**Aim:** Quote all of the data below exactly, please.

[Point annotation dataset records]
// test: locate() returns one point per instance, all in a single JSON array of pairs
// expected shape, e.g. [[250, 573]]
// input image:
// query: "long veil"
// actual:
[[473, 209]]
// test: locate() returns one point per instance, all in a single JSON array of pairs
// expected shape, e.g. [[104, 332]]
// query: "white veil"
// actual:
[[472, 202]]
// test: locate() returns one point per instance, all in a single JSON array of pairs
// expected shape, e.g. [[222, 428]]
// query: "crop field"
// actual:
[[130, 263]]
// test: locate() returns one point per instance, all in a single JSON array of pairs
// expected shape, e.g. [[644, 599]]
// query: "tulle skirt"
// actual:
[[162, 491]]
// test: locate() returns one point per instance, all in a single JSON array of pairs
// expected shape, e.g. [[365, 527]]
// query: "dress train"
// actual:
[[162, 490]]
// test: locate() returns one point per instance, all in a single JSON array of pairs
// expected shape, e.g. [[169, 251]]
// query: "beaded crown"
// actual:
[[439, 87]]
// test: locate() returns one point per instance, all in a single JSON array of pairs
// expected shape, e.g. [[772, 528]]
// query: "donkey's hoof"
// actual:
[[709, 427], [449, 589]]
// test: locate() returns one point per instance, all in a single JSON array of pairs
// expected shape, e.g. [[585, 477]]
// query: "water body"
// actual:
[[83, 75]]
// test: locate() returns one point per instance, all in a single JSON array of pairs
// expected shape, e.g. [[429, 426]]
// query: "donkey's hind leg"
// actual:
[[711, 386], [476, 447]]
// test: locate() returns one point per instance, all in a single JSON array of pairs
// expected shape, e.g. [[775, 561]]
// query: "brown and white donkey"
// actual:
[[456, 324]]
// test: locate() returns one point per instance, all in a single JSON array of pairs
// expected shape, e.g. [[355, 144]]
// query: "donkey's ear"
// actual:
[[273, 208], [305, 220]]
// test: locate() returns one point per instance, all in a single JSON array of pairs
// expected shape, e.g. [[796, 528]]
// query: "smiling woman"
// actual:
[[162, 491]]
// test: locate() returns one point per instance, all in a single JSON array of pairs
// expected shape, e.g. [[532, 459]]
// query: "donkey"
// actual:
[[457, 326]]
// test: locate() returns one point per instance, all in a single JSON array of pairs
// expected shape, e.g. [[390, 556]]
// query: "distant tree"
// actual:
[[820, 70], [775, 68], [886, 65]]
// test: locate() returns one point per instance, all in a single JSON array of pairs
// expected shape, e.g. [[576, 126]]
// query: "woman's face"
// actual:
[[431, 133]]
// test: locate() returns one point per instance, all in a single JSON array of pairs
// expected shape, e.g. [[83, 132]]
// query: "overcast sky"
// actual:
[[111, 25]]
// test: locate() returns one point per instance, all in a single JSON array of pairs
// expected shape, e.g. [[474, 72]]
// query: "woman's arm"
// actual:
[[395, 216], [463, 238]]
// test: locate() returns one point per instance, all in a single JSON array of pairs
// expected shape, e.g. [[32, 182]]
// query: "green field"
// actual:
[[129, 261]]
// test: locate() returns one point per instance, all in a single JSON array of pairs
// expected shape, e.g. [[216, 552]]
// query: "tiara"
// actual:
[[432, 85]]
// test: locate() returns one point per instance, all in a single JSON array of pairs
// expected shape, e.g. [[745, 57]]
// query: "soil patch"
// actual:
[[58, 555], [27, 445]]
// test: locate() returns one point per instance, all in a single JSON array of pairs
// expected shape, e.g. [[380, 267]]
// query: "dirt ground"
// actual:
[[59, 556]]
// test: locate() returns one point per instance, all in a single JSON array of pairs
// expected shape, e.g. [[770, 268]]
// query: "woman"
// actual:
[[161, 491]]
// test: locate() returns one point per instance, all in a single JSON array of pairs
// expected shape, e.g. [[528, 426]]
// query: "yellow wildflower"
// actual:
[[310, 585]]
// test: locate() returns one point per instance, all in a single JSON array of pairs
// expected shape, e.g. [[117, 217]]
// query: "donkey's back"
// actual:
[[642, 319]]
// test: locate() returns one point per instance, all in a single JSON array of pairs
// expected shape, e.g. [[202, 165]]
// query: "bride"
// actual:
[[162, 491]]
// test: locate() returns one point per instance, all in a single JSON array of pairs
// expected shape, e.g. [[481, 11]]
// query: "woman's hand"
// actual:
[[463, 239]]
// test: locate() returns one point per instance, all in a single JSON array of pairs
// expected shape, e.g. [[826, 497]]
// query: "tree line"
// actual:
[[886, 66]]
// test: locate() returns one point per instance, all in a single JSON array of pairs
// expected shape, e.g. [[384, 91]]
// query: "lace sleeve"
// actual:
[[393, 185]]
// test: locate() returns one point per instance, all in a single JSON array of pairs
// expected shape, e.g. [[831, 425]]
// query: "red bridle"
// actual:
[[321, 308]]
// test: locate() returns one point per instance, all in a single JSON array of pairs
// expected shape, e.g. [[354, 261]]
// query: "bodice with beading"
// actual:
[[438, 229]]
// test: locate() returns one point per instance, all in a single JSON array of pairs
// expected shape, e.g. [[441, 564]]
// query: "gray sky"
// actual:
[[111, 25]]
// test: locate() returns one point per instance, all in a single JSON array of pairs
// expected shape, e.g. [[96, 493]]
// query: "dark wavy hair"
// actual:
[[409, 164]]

**The solution:**
// test: locate() returns one point per instance, all in a single JSON array of pairs
// expected shape, e.g. [[250, 573]]
// input image:
// query: "long veil"
// actual:
[[473, 209]]
// test: locate() returns one point per instance, all in a single JSON array of pairs
// expected shape, e.g. [[104, 332]]
// query: "white veil"
// actual:
[[472, 202]]
// test: locate() returns one point per instance, all in a single JSON array of pairs
// expected shape, e.g. [[222, 428]]
// query: "crop field"
// actual:
[[130, 263]]
// test: locate() returns one point per instance, all in a single JSON array of pairs
// expected shape, e.g. [[644, 599]]
// query: "tulle skirt"
// actual:
[[162, 491]]
// test: locate() returns one point per instance, all in a single JSON array of pairs
// expected shape, e.g. [[365, 527]]
// query: "dress train"
// actual:
[[162, 490]]
// test: locate() returns one point per instance, all in a single JSON array of pairs
// expected shape, e.g. [[169, 251]]
// query: "beaded crown"
// actual:
[[439, 87]]
// test: locate() returns one point per instance, all in a single JSON array of pairs
// expected shape, e.g. [[772, 528]]
// query: "donkey's hoof"
// actual:
[[709, 427], [449, 589]]
// test: locate() returns one point per instance, all in a single JSON array of pairs
// expected shape, e.g. [[585, 477]]
// query: "water body"
// actual:
[[83, 75]]
// test: locate() returns one point per instance, all in a single JSON array of pairs
// expected shape, e.g. [[429, 426]]
// query: "donkey's hind leg"
// actual:
[[711, 386], [476, 447]]
// test: locate() returns one point per instance, all in a single JSON array of pairs
// expected shape, e.g. [[775, 561]]
// query: "brown and white donkey"
// actual:
[[456, 324]]
// test: locate() returns one point per instance, all in a single JSON array of pairs
// expected shape, e.g. [[355, 144]]
// query: "donkey's ear"
// actual:
[[273, 208], [305, 220]]
// test: locate() returns one point per instance, all in a single JSON array of pairs
// expected shape, e.g. [[796, 528]]
// query: "smiling woman"
// actual:
[[162, 491]]
// test: locate() returns one point per instance, all in a single JSON array of pairs
// expected shape, e.g. [[532, 459]]
// query: "donkey"
// actual:
[[457, 326]]
// test: locate() returns one point per instance, all in a single JSON array of pairs
// expected shape, e.g. [[390, 556]]
// query: "distant tree"
// actual:
[[820, 70], [775, 68], [886, 65]]
// test: locate() returns one point per instance, all in a single JSON array of pairs
// expected shape, e.g. [[576, 126]]
// query: "woman's face"
// actual:
[[431, 133]]
// test: locate() returns one point per instance, all in a single JSON array of pairs
// expected shape, e.g. [[83, 132]]
// query: "overcast sky"
// actual:
[[111, 25]]
// test: locate() returns one point per instance, all in a single JSON array of pairs
// expected shape, e.g. [[474, 72]]
// query: "woman's arm"
// actual:
[[395, 216], [463, 238]]
// test: locate() returns one point per instance, all in a single JSON array of pairs
// expected shape, e.g. [[32, 182]]
// query: "green field"
// actual:
[[129, 261]]
// test: locate() returns one point per instance, all in a single JSON array of pairs
// expected shape, e.g. [[216, 552]]
// query: "tiara"
// actual:
[[432, 85]]
// test: locate() returns one point per instance, all in a single JSON array of pairs
// expected shape, e.g. [[745, 57]]
// query: "soil patch"
// actual:
[[58, 555], [27, 445]]
// test: locate() returns one point per instance, all in a single JSON array of pairs
// expected shape, e.g. [[380, 267]]
// query: "dirt ground"
// actual:
[[59, 556]]
// test: locate() returns one point per instance, all in a single JSON array of pairs
// expected shape, e.g. [[770, 268]]
// query: "woman"
// actual:
[[161, 491]]
// test: locate() returns one point per instance, all in a single JSON array of pairs
// expected shape, e.g. [[528, 426]]
// query: "yellow wildflower"
// actual:
[[310, 585]]
// test: locate() returns one point per instance, all in a single JSON array of pairs
// expected shape, e.g. [[117, 217]]
// query: "donkey's back"
// actual:
[[642, 319]]
// test: locate() returns one point per instance, all in a single JSON array of pairs
// expected shape, e.g. [[202, 165]]
// query: "bride"
// actual:
[[162, 491]]
// test: locate() returns one point per instance, all in a single JSON array of pairs
// expected shape, e.g. [[481, 11]]
// query: "woman's hand"
// actual:
[[463, 239]]
// test: locate() returns one point per instance, all in a single JSON array of pairs
// expected shape, e.g. [[826, 497]]
// query: "tree line"
// actual:
[[886, 66]]
// test: locate() returns one point per instance, all in a single JSON array of pairs
// expected shape, e.g. [[384, 91]]
// query: "lace sleeve"
// actual:
[[393, 185]]
// test: locate() returns one point per instance, all in a single JSON array of pairs
// expected shape, e.g. [[831, 425]]
// query: "red bridle"
// actual:
[[321, 308]]
// test: locate() returns one point per instance, all in a single JSON array of pairs
// expected shape, e.g. [[354, 261]]
// query: "bodice with beading"
// actual:
[[438, 229]]
// test: locate() returns one point per instance, all in a single JSON array of pairs
// expected shape, e.g. [[441, 564]]
// query: "gray sky"
// actual:
[[111, 25]]
// test: locate() returns one point per instance, all in a single JSON array of pairs
// expected shape, e.g. [[96, 493]]
// query: "dark wavy hair"
// actual:
[[409, 164]]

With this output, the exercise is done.